# NREMT study time.



## norcalpremt (Dec 18, 2008)

I just finished up my basic class yesterday with a 98.3% in the class. Im waiting on the program director to update my status on the NREMT website. 

Should i wait a week to study up or just jump into the test after a quick review so the info is still fresh in my head?


----------



## rhan101277 (Dec 18, 2008)

I passed class just on Monday.  Instructor updated the website in front of us.  I was able to go ahead and take registry, even though my practical grades weren't posted yet.  Took practical Wednesday after a small review and then found out I passed today.  I think its better to take it while everything is fresh.


----------



## phabib (Dec 18, 2008)

I say sign up and take it the next week if you can. I waited about 6 months and had to do some intensive review (learning about 40% of the material again). No point waiting. If you have the funds for the test, take care of it now. You never know what will come up later and delays can make it much harder to pass.


----------



## rchristi (Dec 18, 2008)

The sooner the better for the test. There are statistics that back this up posted in one of the threads about the NREMT test


----------



## rhan101277 (Dec 18, 2008)

I hope i don't forget how to save lives between now and the time I get a job.  I hope its like riding a bicycle.


----------



## norcalpremt (Dec 18, 2008)

take it soon sounds like a plan. just waiting on the program director to upload grades to NREMT.org now. Ill let you know how i do.


----------



## Ridryder911 (Dec 19, 2008)

NREMT studies have demonstrated the longer you await to take the test, the higher the fail rate.

You decide. 

R/r 911


----------

#### RECORDED DATA
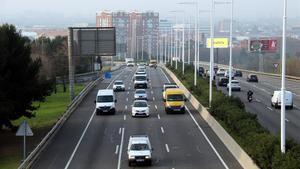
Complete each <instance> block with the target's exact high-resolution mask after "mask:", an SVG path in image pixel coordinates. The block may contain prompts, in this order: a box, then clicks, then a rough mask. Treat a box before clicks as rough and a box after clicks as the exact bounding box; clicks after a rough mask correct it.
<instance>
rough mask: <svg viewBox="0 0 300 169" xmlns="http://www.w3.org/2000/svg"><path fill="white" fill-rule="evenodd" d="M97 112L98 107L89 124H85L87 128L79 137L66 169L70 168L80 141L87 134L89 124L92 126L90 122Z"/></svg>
mask: <svg viewBox="0 0 300 169" xmlns="http://www.w3.org/2000/svg"><path fill="white" fill-rule="evenodd" d="M95 113H96V109H95V110H94V112H93V114H92V116H91V117H90V120H89V122H88V124H87V125H86V126H85V129H84V131H83V133H82V134H81V136H80V139H79V141H78V142H77V144H76V147H75V149H74V150H73V153H72V155H71V157H70V158H69V160H68V163H67V164H66V166H65V169H67V168H69V166H70V164H71V161H72V160H73V158H74V155H75V153H76V151H77V149H78V147H79V145H80V143H81V141H82V139H83V137H84V135H85V133H86V131H87V129H88V128H89V126H90V124H91V122H92V119H93V117H94V116H95Z"/></svg>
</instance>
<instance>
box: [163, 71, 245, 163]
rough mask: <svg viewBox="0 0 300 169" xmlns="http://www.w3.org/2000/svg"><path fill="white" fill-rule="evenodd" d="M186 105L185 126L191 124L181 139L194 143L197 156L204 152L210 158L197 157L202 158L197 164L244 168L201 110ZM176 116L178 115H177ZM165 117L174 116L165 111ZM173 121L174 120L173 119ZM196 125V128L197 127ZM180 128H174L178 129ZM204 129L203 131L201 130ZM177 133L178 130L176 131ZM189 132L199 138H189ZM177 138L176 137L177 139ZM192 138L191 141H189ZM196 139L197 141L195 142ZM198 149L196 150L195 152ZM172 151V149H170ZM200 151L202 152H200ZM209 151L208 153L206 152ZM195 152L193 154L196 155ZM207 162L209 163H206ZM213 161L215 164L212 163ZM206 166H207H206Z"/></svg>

#### WHAT TO WORK ON
1) In the NREMT study-time thread, copy the stretch from "I say sign up" through "harder to pass." word for word.
2) Name every distinct username that posts in the NREMT study-time thread.
The records play no part in this work.

#### RESPONSES FOR EACH TASK
1)
I say sign up and take it the next week if you can. I waited about 6 months and had to do some intensive review (learning about 40% of the material again). No point waiting. If you have the funds for the test, take care of it now. You never know what will come up later and delays can make it much harder to pass.

2)
norcalpremt
rhan101277
phabib
rchristi
Ridryder911